*** Opening Extracted data ***

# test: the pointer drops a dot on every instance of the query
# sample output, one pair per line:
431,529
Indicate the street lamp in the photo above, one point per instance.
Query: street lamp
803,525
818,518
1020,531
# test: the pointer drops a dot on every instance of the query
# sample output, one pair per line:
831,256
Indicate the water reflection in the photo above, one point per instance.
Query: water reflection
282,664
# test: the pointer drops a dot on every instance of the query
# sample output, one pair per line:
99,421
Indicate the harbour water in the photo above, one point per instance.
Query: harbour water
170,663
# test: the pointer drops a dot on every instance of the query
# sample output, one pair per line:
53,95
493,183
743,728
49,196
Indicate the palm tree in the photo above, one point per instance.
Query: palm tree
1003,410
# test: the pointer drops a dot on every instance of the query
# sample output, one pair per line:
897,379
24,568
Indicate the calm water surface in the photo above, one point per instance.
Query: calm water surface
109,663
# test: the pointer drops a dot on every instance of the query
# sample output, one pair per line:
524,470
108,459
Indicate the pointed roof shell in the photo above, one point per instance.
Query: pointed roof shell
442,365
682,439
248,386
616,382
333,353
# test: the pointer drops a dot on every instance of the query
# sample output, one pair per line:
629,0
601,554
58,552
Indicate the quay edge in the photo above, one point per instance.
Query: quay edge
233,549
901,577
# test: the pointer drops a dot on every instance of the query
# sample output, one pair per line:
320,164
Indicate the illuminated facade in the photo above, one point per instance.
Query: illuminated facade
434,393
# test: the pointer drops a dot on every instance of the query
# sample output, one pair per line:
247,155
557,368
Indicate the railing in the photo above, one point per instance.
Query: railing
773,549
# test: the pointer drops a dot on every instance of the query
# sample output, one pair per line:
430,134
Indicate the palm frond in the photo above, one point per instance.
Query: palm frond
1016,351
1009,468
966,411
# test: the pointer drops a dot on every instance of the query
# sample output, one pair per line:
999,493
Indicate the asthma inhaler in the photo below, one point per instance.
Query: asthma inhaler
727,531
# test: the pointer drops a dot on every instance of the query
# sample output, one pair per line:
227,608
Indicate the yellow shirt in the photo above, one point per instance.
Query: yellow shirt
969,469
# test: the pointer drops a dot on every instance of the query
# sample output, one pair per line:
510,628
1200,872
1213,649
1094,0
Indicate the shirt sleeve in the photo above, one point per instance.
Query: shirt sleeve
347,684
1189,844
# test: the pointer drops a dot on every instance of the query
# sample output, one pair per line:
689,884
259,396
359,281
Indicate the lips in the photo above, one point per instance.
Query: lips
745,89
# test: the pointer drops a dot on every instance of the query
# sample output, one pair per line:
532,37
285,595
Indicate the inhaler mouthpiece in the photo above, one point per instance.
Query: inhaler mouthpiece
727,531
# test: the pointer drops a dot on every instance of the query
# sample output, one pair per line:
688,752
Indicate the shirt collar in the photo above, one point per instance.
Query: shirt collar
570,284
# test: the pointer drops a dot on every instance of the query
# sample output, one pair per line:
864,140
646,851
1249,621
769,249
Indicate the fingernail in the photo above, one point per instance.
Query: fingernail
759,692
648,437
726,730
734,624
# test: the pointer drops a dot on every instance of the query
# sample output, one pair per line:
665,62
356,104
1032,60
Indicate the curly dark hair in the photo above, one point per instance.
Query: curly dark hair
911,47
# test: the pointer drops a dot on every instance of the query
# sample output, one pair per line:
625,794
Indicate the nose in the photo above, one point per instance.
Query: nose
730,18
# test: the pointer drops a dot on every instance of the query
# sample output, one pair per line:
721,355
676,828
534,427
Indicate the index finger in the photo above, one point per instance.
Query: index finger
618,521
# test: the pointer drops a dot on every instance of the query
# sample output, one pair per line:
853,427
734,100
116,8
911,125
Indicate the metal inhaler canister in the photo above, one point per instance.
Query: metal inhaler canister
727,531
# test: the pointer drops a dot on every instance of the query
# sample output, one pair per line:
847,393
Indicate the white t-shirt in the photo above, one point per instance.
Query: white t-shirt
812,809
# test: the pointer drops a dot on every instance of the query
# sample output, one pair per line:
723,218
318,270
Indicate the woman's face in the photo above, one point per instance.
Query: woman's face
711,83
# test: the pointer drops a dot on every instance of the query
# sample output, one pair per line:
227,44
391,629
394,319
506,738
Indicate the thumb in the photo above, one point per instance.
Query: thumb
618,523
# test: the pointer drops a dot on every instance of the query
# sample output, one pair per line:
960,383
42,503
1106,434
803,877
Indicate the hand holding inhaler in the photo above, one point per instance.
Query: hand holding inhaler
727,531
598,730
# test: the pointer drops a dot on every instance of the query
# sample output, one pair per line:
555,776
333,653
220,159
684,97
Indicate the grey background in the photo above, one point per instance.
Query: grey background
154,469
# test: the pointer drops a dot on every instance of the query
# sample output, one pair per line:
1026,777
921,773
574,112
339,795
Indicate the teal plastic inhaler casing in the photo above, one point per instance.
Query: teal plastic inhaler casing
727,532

*** Closing Extracted data ***

The task »
Would you please write out all the entries exactly?

Written answer »
# test: the pointer drops a dot on every instance of the query
# sample output, one pair per line:
431,529
Indicate the street lamp in the photo above, one point per instance.
Query: street lamp
803,525
818,518
1020,531
# test: the pointer drops a dot on every instance of the query
# sample output, one pair per line:
831,256
Indicate the water reflection in the photo above, one point per instance.
Query: water reflection
282,664
# test: the pointer drops a dot on every instance of the query
# sample output, one pair per line:
99,421
Indicate the harbour water in the photo above, one point per instance.
Query: harbour water
170,663
# test: the pointer drops a dot on every instance of the query
# sample output, one pair per line:
53,95
493,183
743,728
49,196
Indicate the palm tree in the photo above, one point per instance.
Query: palm tree
1003,410
# test: the pointer drops a dot on every instance of the query
# sample output, one pair per line:
897,379
24,568
Indicate the calm water surface in the photo above, one point per instance.
Query: calm water surface
109,663
# test: the pointer drops a dot on every instance of the query
# sample output, one pair per line:
524,470
108,459
Indicate the pointed roof shell in the photo above, one point per instance.
Query: pointed roof shell
442,365
682,439
248,386
616,382
333,353
# test: the pointer drops a dot on every instance of the query
# sample output, one pair per line:
629,0
601,554
58,552
Indicate the quay edge in the photo above, one point per instance.
Query: quay edge
233,549
901,577
# test: the pointer drops a dot on every instance of the query
# sample output, one pair per line:
320,164
Indicate the illuminated facade in the photo above, one point per instance.
Query: illuminated facade
434,393
# test: the pointer drops a dot on every instance of the query
# sample output, one pair per line:
247,155
557,368
Indicate the railing in the photo above, one point per instance.
Query: railing
773,549
# test: the pointer drops a dot on every instance of the query
# sample output, one pair per line:
430,134
Indicate the palm frond in the photo above, one point per instance.
Query: palm frond
1016,351
1009,468
966,411
# test: the pointer drops a dot on every instance of the query
# sample output, one pair per line:
999,493
Indicate the asthma inhaler in the photo below, one point per instance.
Query: asthma inhaler
727,531
# test: the pointer drops a dot on every instance of the query
# sample output, one pair per line:
227,608
Indicate the yellow shirt in the photo above, one point per instance.
Query: yellow shirt
969,469
# test: the pointer drops a dot on every instance of the query
# sample output, one pair per line:
510,628
1200,872
1213,649
1094,0
Indicate the shirt sleeve in the photo above, one point per instance.
Query: shirt sleeve
347,684
1189,844
# test: the pointer drops a dot on every instance of the query
# sample output, one pair per line:
689,884
259,396
359,281
Indicate the lips in the photo above, one point per instance.
Query: lips
745,89
# test: the pointer drops a dot on every instance of the query
# sample output, one pair per line:
532,37
285,595
Indicate the inhaler mouthpiece in the photo above, one point per instance.
Query: inhaler mouthpiece
727,531
# test: the pointer drops a dot on every instance of the query
# sample output, one pair per line:
688,752
Indicate the shirt collar in the photo above, one point per instance.
Query: shirt collar
570,284
# test: the pointer drops a dot on every instance of the query
# sample output, one pair per line:
864,140
646,851
1249,621
769,249
Indicate the fingernail in the photo above, one point per instance.
Query: fingernail
759,692
648,437
726,730
734,624
# test: the pointer drops a dot on every instance of the query
# sample output, one pair per line:
665,62
356,104
1032,60
Indicate the curly dark hair in the photo above, one point per instance.
Query: curly dark hair
911,47
# test: the pointer drops a dot on every instance of the query
# sample output, one pair per line:
625,794
Indicate the nose in the photo above, one point per instance.
Query: nose
730,18
# test: the pointer drops a dot on every instance of the query
# sample output, one pair per line:
721,355
676,828
534,427
Indicate the index finger in the photo above, one point per instance.
Query: index finger
618,521
# test: the pointer drops a dot on every instance of the query
# sample output, one pair per line:
853,427
734,100
116,8
911,125
Indicate the metal inhaler canister in the photo above, one point per instance.
Query: metal inhaler canister
727,531
# test: the pointer drops a dot on every instance of the query
# sample output, one pair per line:
847,393
Indicate the white t-shirt in the photo above, one point per instance.
Query: white t-shirt
812,809
# test: the pointer drops a dot on every instance of the query
# sample output, one pair per line:
723,218
318,270
Indicate the woman's face in the photo above, one point per instance.
Query: woman's face
711,83
# test: the pointer drops a dot on every instance of the query
# sample output, one pair per line:
227,44
391,629
394,319
506,738
Indicate the thumb in the photo above, one point per instance.
Query: thumb
618,523
# test: the pointer drops a dot on every instance of the query
# sample output, one pair per line:
960,383
42,503
1106,434
803,877
Indicate the hand holding inhaler in the photo above, one point per instance.
Query: hand holding inhaler
727,531
598,730
# test: the pointer drops a dot on every instance of the query
# sample output, one pair per line:
555,776
333,653
220,159
684,97
Indicate the grey background in the photo above, one point per instance.
Query: grey background
154,469
# test: the pointer drops a dot on every instance of the query
# sample output, one pair per line:
1026,777
921,773
574,112
339,795
Indicate the teal plastic inhaler casing in the photo above, one point per instance.
Query: teal plastic inhaler casing
727,532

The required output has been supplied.